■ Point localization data

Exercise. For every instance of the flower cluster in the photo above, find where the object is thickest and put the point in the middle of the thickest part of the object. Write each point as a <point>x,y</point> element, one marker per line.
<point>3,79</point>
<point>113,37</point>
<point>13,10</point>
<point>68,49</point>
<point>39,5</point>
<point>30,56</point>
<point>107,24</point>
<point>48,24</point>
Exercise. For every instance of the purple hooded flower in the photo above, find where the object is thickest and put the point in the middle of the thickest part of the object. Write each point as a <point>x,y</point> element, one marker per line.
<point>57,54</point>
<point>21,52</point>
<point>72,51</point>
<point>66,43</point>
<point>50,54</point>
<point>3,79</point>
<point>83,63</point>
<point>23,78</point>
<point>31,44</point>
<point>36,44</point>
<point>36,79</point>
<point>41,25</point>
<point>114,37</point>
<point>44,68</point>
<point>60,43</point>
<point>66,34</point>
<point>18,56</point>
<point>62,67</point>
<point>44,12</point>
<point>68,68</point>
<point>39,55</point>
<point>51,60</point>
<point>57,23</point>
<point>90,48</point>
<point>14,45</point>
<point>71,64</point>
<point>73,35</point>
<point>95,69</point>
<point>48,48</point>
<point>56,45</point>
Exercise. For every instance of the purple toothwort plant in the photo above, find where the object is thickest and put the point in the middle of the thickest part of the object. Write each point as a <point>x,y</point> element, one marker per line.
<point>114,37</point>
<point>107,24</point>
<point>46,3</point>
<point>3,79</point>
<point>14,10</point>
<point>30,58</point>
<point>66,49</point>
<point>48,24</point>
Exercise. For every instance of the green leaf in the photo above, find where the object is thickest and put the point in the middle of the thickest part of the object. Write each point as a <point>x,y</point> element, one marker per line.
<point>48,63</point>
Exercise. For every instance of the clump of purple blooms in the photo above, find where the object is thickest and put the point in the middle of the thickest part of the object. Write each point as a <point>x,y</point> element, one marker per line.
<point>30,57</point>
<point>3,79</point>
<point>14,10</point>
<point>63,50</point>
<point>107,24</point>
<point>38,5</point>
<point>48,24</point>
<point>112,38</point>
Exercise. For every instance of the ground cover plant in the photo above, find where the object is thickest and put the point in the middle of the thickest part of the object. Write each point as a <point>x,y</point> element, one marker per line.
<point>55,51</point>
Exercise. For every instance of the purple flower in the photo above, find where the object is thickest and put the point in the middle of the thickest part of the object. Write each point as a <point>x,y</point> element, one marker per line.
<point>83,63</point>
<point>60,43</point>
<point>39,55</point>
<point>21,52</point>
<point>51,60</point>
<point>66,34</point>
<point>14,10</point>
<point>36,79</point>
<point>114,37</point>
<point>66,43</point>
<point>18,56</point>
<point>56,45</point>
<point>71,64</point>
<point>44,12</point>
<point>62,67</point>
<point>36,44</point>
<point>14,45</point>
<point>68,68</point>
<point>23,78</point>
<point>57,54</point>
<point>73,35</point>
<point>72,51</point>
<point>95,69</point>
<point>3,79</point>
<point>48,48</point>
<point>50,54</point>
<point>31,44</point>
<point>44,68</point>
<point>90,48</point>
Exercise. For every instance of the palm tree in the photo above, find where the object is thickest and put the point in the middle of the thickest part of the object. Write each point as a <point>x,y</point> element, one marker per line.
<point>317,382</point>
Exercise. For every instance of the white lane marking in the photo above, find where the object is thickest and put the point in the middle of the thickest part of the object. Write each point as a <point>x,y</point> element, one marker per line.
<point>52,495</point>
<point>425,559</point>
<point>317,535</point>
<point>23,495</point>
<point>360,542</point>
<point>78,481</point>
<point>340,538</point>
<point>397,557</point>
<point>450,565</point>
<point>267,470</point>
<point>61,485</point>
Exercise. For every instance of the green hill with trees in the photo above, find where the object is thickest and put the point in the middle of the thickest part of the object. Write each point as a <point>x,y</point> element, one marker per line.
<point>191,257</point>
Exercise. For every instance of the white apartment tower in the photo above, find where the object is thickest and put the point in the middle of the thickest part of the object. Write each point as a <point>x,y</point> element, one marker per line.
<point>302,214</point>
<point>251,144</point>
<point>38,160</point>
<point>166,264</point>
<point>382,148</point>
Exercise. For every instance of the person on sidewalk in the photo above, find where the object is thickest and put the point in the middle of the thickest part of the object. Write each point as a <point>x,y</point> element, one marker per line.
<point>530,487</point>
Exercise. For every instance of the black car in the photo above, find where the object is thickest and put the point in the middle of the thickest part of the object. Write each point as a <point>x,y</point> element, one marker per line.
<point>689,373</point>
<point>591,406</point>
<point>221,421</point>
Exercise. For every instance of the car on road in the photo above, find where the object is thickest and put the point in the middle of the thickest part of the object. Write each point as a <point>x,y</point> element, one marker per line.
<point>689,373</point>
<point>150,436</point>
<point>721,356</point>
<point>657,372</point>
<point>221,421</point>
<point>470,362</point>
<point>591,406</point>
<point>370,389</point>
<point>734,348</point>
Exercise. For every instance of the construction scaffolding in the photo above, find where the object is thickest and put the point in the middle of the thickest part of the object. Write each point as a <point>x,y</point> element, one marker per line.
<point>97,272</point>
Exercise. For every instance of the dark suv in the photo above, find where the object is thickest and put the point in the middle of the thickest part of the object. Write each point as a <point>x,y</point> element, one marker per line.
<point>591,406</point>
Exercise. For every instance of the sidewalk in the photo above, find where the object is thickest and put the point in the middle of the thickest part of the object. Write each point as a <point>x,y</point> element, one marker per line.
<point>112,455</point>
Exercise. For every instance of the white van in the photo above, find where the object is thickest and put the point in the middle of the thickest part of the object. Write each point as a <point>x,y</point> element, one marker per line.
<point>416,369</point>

■ WHAT YOU ARE ASKED TO DO
Restate every record verbatim.

■ WRITTEN ANSWER
Exercise. For every instance of the flower cluster in the photo above, find where the object is thickest and put the point in the middle of the thickest part of the object. Write each point as a <point>x,y</point> element, one marker per line.
<point>3,79</point>
<point>113,37</point>
<point>13,10</point>
<point>68,49</point>
<point>39,5</point>
<point>30,56</point>
<point>107,24</point>
<point>48,24</point>
Exercise. For every instance of the purple hooded flower in the photo above, find where the object is thickest and put the point in the middle of the thickest part of the object. Write each point as a <point>x,y</point> element, one marker per line.
<point>57,54</point>
<point>21,52</point>
<point>72,51</point>
<point>66,43</point>
<point>50,54</point>
<point>3,79</point>
<point>83,63</point>
<point>23,78</point>
<point>31,44</point>
<point>36,44</point>
<point>36,79</point>
<point>41,25</point>
<point>114,37</point>
<point>44,68</point>
<point>60,43</point>
<point>66,34</point>
<point>18,56</point>
<point>62,67</point>
<point>44,12</point>
<point>68,68</point>
<point>39,55</point>
<point>51,60</point>
<point>57,23</point>
<point>90,48</point>
<point>14,45</point>
<point>71,64</point>
<point>73,35</point>
<point>95,69</point>
<point>48,48</point>
<point>56,45</point>
Exercise. For every instance of the purple toothwort plant in the photo above, find where the object is thickest and put the point in the middle of the thickest part of the object. Write each point as a <point>x,y</point> element, one marker per line.
<point>114,37</point>
<point>107,24</point>
<point>46,3</point>
<point>3,79</point>
<point>14,10</point>
<point>30,58</point>
<point>66,49</point>
<point>48,24</point>
Exercise. For every instance of the green leaf in the photo above, find where the object is thickest and put the point in the middle of the thickest part of the object. Write each point as a <point>x,y</point> element, one marker per line.
<point>48,63</point>
Exercise. For every instance of the clump of purple blooms in the photo above, find where the object is thickest and put the point in the middle of the thickest part of the object. Write each point as a <point>x,y</point> element, one marker per line.
<point>30,57</point>
<point>3,79</point>
<point>14,10</point>
<point>63,50</point>
<point>107,24</point>
<point>38,5</point>
<point>48,24</point>
<point>112,38</point>
Exercise. For every instance of the ground cover plant in the photo above, find where the object is thickest and put the point in the middle of the thickest part of the object. Write each point as a <point>x,y</point> element, one marker per line.
<point>55,51</point>
Exercise. For every instance of the purple flower in the photo above, find where the object is thickest and put the point in the middle of the thickest part of the object. Write each point as a <point>x,y</point> element, one marker per line.
<point>83,63</point>
<point>60,43</point>
<point>39,55</point>
<point>21,52</point>
<point>51,60</point>
<point>66,34</point>
<point>14,10</point>
<point>36,79</point>
<point>114,37</point>
<point>66,43</point>
<point>18,56</point>
<point>56,45</point>
<point>71,64</point>
<point>44,12</point>
<point>62,67</point>
<point>36,44</point>
<point>14,45</point>
<point>68,68</point>
<point>23,78</point>
<point>57,54</point>
<point>73,35</point>
<point>72,51</point>
<point>95,69</point>
<point>3,79</point>
<point>48,48</point>
<point>50,54</point>
<point>31,44</point>
<point>44,68</point>
<point>90,48</point>
Exercise. For every instance of the palm tree in the photo above, find where the object is thickest and put the point in the middle of the thickest part of the object. Write each point as a <point>x,y</point> element, one marker per line.
<point>317,382</point>
Exercise. For every instance of the white lane marking in the photo above, find where the object is thickest and put the point in the middle of the thickest part of the object. Write each point as a <point>x,y</point> element, one marker per line.
<point>52,495</point>
<point>425,559</point>
<point>317,535</point>
<point>23,495</point>
<point>360,542</point>
<point>78,481</point>
<point>340,538</point>
<point>397,557</point>
<point>450,565</point>
<point>267,470</point>
<point>61,485</point>
Exercise. For every instance of the green hill with trees in the photo above, find where the object is thickest and put the point in the middle of the thickest part of the object. Write each point as a <point>x,y</point> element, one marker per line.
<point>191,257</point>
Exercise. For every instance of the white apartment tower in the photo above, find where the object is thickest and put the point in the middle of the thickest part of the object. Write each point as a <point>x,y</point> element, one marker per line.
<point>302,214</point>
<point>251,144</point>
<point>38,160</point>
<point>166,264</point>
<point>382,148</point>
Exercise. For every instance of the person on sidewalk in the photo above, find where the object is thickest and put the point in the middle of the thickest part of the object. Write each point as a <point>x,y</point> element, one marker per line.
<point>530,487</point>
Exercise. For every instance of the black car in the photo above, find where the object is thickest and put the point in the middle of the thickest part of the object. Write each point as a <point>x,y</point> element, one marker per line.
<point>689,373</point>
<point>591,406</point>
<point>221,421</point>
Exercise. For every instance of the car on road in the photo above, find where the object is thickest and put the point in the middle of the thickest part of the object. Write each point as a <point>x,y</point> element, one marker per line.
<point>689,373</point>
<point>150,436</point>
<point>721,356</point>
<point>657,372</point>
<point>221,421</point>
<point>470,362</point>
<point>591,406</point>
<point>370,389</point>
<point>734,348</point>
Exercise. For every instance of the construction scaffolding in the photo above, find where the object is thickest and put the point in the middle of the thickest part of the object. Write each point as a <point>x,y</point> element, one marker per line.
<point>97,272</point>
Exercise. For every instance of the dark suv in the photo above, find where the object is thickest and put the point in the middle of the thickest part of the object. Write each point as a <point>x,y</point> element, one marker per line.
<point>591,406</point>
Exercise. For every instance of the sidewalk in the photo above, find where the object is thickest and put the point in the middle of the thickest part of the object. Write each point as a <point>x,y</point> element, one marker per line.
<point>112,455</point>
Exercise. For every instance of the white van in the photo above, find where the object is thickest and put the point in the middle of the thickest part of the object. Write each point as a <point>x,y</point> element, one marker per line.
<point>416,369</point>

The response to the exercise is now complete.